SET TASK: Leave out any pictures and transcribe all other data below exactly.

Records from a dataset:
— START —

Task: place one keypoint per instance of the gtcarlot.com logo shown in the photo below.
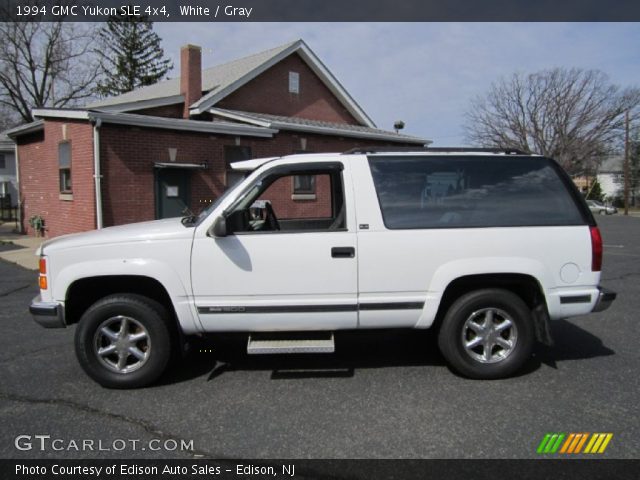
(574, 443)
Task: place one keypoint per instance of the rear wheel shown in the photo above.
(487, 334)
(124, 341)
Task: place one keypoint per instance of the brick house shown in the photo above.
(152, 152)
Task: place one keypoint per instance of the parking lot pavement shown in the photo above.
(382, 395)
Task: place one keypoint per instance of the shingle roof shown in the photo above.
(213, 79)
(612, 164)
(303, 124)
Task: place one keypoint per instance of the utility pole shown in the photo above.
(626, 163)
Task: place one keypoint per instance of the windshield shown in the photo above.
(205, 213)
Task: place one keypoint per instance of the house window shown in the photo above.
(64, 166)
(304, 184)
(294, 82)
(234, 153)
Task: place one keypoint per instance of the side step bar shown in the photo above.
(308, 342)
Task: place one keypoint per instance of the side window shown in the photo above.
(234, 153)
(446, 192)
(64, 166)
(269, 206)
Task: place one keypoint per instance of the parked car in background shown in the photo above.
(601, 209)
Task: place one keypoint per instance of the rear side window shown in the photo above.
(465, 191)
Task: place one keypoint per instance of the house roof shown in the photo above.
(240, 123)
(221, 80)
(315, 126)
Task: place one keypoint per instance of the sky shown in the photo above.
(425, 74)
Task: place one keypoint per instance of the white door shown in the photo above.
(301, 277)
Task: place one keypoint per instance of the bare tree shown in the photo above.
(45, 64)
(572, 115)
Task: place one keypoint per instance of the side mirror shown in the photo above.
(219, 228)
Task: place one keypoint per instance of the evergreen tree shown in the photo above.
(131, 55)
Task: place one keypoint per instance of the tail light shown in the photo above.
(42, 279)
(596, 249)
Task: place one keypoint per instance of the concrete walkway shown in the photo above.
(25, 254)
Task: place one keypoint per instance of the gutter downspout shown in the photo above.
(19, 213)
(97, 176)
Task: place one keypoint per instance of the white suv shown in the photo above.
(484, 247)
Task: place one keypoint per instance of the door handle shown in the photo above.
(343, 252)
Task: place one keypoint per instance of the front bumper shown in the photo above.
(47, 314)
(605, 299)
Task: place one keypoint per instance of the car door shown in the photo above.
(289, 279)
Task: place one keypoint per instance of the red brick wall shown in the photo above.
(128, 155)
(190, 76)
(39, 178)
(128, 185)
(269, 93)
(279, 193)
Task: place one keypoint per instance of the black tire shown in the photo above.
(146, 332)
(465, 323)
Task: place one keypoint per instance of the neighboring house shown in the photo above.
(152, 152)
(8, 182)
(611, 176)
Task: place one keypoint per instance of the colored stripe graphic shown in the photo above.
(573, 443)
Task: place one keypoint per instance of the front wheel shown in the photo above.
(487, 334)
(124, 341)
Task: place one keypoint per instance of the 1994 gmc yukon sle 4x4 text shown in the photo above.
(484, 247)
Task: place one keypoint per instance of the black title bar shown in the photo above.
(325, 10)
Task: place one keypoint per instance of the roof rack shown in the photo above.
(365, 150)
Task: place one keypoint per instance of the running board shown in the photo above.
(282, 343)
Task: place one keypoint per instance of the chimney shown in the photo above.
(190, 76)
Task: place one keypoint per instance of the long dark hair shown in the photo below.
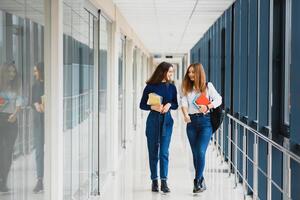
(160, 73)
(5, 83)
(199, 83)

— END —

RESULT FOR THIS EXERCISE:
Task: place one keypoint per instance of the gtcarlot.com logo shown in the photo below.
(574, 443)
Task: place one keypoint per instance of the rear wheel shown in the photo above.
(487, 334)
(124, 341)
Task: place one keypoint per instance of the brick house shown in the photo above.
(152, 152)
Task: place one keypoint per instance of the parking lot pavement shown in the photo above.
(382, 395)
Task: place one keypoint per instance of the shingle roof shown in the photo above.
(213, 79)
(612, 164)
(303, 124)
Task: place one keypoint per instance of the utility pole shown in the photo above.
(626, 163)
Task: place one keypoint per instance of the windshield shown in the photo above.
(205, 213)
Task: place one keypoint per instance of the house window shown in the photo above.
(64, 166)
(304, 184)
(294, 82)
(234, 153)
Task: place one keypoint per instance of the side step bar shown in the photo above.
(308, 342)
Task: place one keypoint per instance of the side window shown in the photo above.
(234, 153)
(446, 192)
(64, 166)
(269, 206)
Task: place one keypoint per instance of the parked car in background shown in the photo above.
(601, 209)
Task: place one keypoint per instance of the rear side window shown in the photo above.
(465, 191)
Task: place one keypoint per instance of the house roof shown in the photo above.
(240, 123)
(221, 80)
(315, 126)
Task: place one keypoint per instance of the sky shown in the photo above.
(425, 74)
Task: place one keypoint per instance of the white door shown in the photo above.
(301, 277)
Task: place one keypoint per instance of the bare tree shown in the photo above.
(45, 64)
(572, 115)
Task: place one keypoint per instance of the side mirror shown in the photo above.
(219, 228)
Task: place one keypoint per instance of the evergreen tree shown in the photo above.
(131, 55)
Task: place one keypoint per instance of the tail light shown in the photo above.
(42, 279)
(596, 249)
Task: place one keypoint per instance of the concrete walkway shown in the photo above.
(25, 254)
Task: place one keypoint per instance of the gutter downspout shown in the photo above.
(19, 213)
(97, 176)
Task: place one keypoint per instance of the white suv shown in the photo above.
(484, 247)
Task: place one keypoint per instance of the door handle shown in the photo above.
(343, 252)
Task: place one keypoint per instance of the front bumper shown in the photo above.
(47, 314)
(605, 299)
Task: place one keypoint per instance of the car door shown in the photo above.
(289, 279)
Task: place one keypoint per instance of the red brick wall shown in the photo above.
(128, 155)
(190, 76)
(39, 178)
(128, 185)
(269, 93)
(279, 193)
Task: place one keypoint per instance of the black tire shown in the photo above.
(146, 332)
(465, 323)
Task: place one keypoint per instance of the neighboring house shown in the photo above.
(152, 152)
(8, 182)
(611, 176)
Task: place one keypoint per instance of the colored stripe graphic shown in the photo above.
(573, 443)
Task: place one keypoint per instance of the front wheel shown in the photo above.
(487, 334)
(124, 341)
Task: place one keypoint per instance of the 1994 gmc yukon sle 4x4 text shown in the photo above.
(484, 247)
Task: place one keypoint per instance of the black title bar shown in the photo above.
(325, 10)
Task: place one keypoint per instance of the roof rack shown in the photo above.
(365, 150)
Task: place one keypoint per instance of the running board shown in the photo above.
(282, 343)
Task: place one keypoint per instance of the chimney shown in the photo above.
(190, 76)
Task: place one keypoint per instance of the long dark hair shown in the photo below.
(160, 73)
(5, 83)
(199, 83)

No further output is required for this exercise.